_WORK INSTRUCTIONS_
Copy out each of the lines below word for word.

══ GIVEN RECORDS

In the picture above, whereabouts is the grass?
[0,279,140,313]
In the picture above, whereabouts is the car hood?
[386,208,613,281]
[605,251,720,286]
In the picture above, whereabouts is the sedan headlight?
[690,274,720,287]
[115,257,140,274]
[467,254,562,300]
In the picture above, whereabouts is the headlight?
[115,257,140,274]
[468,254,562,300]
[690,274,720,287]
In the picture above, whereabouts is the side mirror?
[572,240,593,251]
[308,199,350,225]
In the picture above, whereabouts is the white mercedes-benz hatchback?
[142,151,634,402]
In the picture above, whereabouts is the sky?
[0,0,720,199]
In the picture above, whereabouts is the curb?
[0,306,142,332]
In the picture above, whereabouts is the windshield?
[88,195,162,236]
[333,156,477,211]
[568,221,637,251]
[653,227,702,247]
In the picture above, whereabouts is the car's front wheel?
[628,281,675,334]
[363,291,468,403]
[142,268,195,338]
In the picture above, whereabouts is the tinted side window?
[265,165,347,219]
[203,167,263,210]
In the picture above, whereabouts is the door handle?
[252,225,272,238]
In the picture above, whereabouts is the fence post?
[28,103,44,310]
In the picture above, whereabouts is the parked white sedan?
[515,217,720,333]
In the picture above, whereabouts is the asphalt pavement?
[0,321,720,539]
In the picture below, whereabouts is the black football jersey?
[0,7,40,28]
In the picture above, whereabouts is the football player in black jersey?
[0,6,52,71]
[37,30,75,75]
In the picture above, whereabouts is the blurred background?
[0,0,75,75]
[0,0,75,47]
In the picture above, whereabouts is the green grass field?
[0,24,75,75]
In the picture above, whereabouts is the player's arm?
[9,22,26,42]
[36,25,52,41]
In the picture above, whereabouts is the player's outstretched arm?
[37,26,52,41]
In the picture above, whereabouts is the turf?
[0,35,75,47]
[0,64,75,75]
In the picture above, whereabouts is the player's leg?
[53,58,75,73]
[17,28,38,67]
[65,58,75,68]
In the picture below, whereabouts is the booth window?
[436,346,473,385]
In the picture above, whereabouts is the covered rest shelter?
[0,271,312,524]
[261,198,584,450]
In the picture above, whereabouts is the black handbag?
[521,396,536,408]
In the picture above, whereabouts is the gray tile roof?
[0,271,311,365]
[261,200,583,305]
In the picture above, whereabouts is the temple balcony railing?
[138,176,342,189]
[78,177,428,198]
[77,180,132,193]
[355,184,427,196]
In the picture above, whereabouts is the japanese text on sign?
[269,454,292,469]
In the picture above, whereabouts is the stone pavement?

════

_RESULT FOR THIS TASK_
In the picture above, whereabouts is the grass?
[0,279,140,313]
In the picture above, whereabouts is the car hood?
[386,208,613,281]
[605,251,720,286]
In the picture above, whereabouts is the sedan headlight?
[690,274,720,287]
[115,257,140,274]
[467,254,562,300]
In the picture above, whereabouts is the headlight?
[115,257,140,274]
[468,254,562,300]
[690,274,720,287]
In the picture above, whereabouts is the side mirror?
[572,240,593,251]
[308,199,350,225]
In the picture above, whereabouts is the white mercedes-benz hatchback?
[142,151,634,402]
In the picture above, whereabouts is the sky?
[0,0,720,199]
In the picture above, whereabouts is the curb?
[0,306,142,332]
In the picture above, whereabouts is the windshield?
[88,195,162,236]
[333,156,477,211]
[568,221,637,251]
[653,227,702,247]
In the picture above, whereabouts is the car's front wheel?
[628,281,675,334]
[363,291,468,403]
[142,268,195,338]
In the picture above, whereabouts is the tinted side window?
[265,165,347,219]
[203,167,263,210]
In the picture above, whereabouts is the door handle?
[252,225,272,238]
In the picture above, whereabouts is the fence post?
[28,103,44,310]
In the picture above, whereabouts is the parked white sedan?
[515,217,720,333]
In the picture above, whereabouts is the asphalt pavement?
[0,321,720,539]
In the picture below, whereabouts is the black football jersey?
[0,7,40,28]
In the picture above, whereabouts is the football player in black jersey?
[0,6,52,71]
[37,30,75,75]
In the picture above, whereabouts is the blurred background?
[0,0,75,75]
[0,0,75,47]
In the picture above, whereabouts is the green grass field?
[0,24,75,75]
In the picture above, whereabouts is the player's arm?
[9,22,26,42]
[36,25,52,41]
In the picture above, whereabouts is the player's outstretched arm?
[37,26,52,41]
In the picture above, whereabouts is the turf?
[0,35,75,47]
[0,64,75,75]
In the picture above, whereabouts is the player's leg?
[53,58,75,73]
[17,28,38,67]
[65,58,75,68]
In the picture below, whereabouts is the booth window?
[436,346,473,385]
In the picture above, whereabouts is the covered rest shelter?
[0,271,312,524]
[261,198,584,450]
In the picture above, whereabouts is the black handbag?
[521,396,536,408]
In the picture above, whereabouts is the gray tile roof?
[0,271,311,365]
[261,200,583,305]
In the picture above, whereabouts is the temple balcony railing?
[138,176,342,189]
[78,177,428,198]
[77,180,132,193]
[355,184,427,196]
In the picture above, whereabouts is the japanese text on sign?
[269,454,292,469]
In the picture above, whereabouts is the stone pavement?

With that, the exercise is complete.